→ TASK BRIEF
Locate each line in the data that contains the word "please" and copy every such line in full.

/---

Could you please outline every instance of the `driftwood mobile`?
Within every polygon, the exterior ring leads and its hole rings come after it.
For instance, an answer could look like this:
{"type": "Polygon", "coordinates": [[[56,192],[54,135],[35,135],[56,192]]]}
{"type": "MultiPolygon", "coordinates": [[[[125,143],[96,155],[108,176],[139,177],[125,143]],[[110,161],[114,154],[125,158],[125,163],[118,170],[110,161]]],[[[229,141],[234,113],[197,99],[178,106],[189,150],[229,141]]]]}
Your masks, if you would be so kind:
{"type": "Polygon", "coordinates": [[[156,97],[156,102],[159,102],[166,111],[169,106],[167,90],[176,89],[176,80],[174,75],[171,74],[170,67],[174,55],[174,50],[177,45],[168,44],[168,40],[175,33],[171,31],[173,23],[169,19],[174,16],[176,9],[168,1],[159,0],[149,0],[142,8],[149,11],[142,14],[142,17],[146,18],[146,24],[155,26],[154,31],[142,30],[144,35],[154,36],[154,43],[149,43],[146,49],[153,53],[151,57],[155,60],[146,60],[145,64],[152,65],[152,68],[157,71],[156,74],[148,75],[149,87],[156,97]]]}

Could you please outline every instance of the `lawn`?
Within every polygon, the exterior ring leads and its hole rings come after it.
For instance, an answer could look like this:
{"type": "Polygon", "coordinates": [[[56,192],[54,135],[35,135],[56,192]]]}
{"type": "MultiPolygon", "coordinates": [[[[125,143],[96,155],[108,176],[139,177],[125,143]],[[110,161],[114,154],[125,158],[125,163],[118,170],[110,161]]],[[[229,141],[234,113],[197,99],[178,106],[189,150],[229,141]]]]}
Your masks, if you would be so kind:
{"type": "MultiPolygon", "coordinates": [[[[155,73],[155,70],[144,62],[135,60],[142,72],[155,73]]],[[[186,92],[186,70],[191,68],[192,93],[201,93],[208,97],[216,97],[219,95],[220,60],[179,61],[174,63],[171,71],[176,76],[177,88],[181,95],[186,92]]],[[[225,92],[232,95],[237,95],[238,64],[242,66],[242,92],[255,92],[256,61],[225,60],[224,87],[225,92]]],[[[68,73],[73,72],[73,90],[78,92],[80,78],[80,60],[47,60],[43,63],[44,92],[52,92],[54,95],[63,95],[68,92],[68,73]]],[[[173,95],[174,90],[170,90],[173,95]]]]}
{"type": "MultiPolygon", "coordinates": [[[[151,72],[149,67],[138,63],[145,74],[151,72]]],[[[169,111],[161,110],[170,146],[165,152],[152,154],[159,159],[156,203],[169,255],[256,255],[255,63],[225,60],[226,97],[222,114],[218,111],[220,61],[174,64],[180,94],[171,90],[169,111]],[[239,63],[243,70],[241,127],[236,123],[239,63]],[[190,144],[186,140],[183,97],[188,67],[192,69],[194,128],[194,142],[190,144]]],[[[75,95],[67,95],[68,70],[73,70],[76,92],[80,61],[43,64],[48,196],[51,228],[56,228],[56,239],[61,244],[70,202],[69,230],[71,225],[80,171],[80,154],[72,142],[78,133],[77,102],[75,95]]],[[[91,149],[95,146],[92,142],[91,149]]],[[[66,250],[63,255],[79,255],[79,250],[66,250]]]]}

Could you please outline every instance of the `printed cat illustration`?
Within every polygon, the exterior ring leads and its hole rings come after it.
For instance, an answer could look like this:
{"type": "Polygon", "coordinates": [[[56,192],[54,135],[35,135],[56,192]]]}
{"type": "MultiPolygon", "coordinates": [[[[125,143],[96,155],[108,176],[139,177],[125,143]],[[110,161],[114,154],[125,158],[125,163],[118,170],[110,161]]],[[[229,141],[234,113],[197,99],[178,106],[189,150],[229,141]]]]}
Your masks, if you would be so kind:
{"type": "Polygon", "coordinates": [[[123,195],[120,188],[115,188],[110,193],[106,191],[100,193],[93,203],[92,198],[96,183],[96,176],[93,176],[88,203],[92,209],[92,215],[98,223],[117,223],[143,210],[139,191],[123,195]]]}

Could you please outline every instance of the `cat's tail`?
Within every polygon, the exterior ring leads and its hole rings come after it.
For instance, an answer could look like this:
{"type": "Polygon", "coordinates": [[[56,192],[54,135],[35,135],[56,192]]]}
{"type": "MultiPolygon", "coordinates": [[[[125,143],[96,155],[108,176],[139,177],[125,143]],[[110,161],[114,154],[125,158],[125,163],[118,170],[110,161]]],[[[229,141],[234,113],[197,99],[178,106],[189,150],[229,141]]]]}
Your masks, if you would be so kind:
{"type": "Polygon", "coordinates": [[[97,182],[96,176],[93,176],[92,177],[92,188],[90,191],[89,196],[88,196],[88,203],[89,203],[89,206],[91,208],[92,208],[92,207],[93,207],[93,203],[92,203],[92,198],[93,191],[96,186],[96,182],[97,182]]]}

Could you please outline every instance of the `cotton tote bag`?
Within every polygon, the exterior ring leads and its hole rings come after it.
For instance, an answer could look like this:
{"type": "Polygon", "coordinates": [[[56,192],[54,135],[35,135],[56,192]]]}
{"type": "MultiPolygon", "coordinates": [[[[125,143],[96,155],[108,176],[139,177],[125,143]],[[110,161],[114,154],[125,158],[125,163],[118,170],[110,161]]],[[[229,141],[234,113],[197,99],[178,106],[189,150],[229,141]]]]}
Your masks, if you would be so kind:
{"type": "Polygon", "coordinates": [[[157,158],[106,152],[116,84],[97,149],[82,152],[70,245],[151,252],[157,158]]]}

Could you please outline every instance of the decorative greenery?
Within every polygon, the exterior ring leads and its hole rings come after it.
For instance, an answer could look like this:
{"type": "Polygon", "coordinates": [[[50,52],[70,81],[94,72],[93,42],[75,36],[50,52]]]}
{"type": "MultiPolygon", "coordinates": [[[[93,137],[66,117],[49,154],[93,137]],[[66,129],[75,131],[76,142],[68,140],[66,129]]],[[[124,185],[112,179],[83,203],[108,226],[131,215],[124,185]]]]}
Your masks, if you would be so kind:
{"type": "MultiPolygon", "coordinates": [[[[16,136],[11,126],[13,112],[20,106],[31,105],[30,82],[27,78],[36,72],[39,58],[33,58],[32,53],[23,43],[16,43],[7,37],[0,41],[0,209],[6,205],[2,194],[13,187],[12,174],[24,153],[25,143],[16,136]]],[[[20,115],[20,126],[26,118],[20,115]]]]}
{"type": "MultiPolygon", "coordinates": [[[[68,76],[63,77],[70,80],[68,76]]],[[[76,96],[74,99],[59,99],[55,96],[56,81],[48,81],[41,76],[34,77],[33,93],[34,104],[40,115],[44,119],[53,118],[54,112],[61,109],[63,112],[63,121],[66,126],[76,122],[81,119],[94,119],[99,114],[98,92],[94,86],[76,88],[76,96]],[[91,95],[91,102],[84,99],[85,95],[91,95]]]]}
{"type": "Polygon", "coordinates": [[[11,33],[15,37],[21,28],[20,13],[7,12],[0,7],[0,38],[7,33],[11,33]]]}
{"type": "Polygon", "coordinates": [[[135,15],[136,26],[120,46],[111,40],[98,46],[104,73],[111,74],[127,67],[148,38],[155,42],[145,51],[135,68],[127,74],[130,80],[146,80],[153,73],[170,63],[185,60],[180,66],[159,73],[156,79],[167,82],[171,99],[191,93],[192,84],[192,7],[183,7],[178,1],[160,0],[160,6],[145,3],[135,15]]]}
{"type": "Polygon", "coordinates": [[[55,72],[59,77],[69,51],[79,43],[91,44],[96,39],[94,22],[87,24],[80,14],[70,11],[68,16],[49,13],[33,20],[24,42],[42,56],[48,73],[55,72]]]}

\---

→ RESULT OF THE TASK
Could you please outline every instance of the `driftwood mobile`?
Could you please outline every instance of the `lawn`?
Could you please outline every instance of the `printed cat illustration`?
Could you please outline every instance of the `cat's tail`?
Could you please outline every instance of the `cotton tote bag`?
Could you please outline every instance of the decorative greenery?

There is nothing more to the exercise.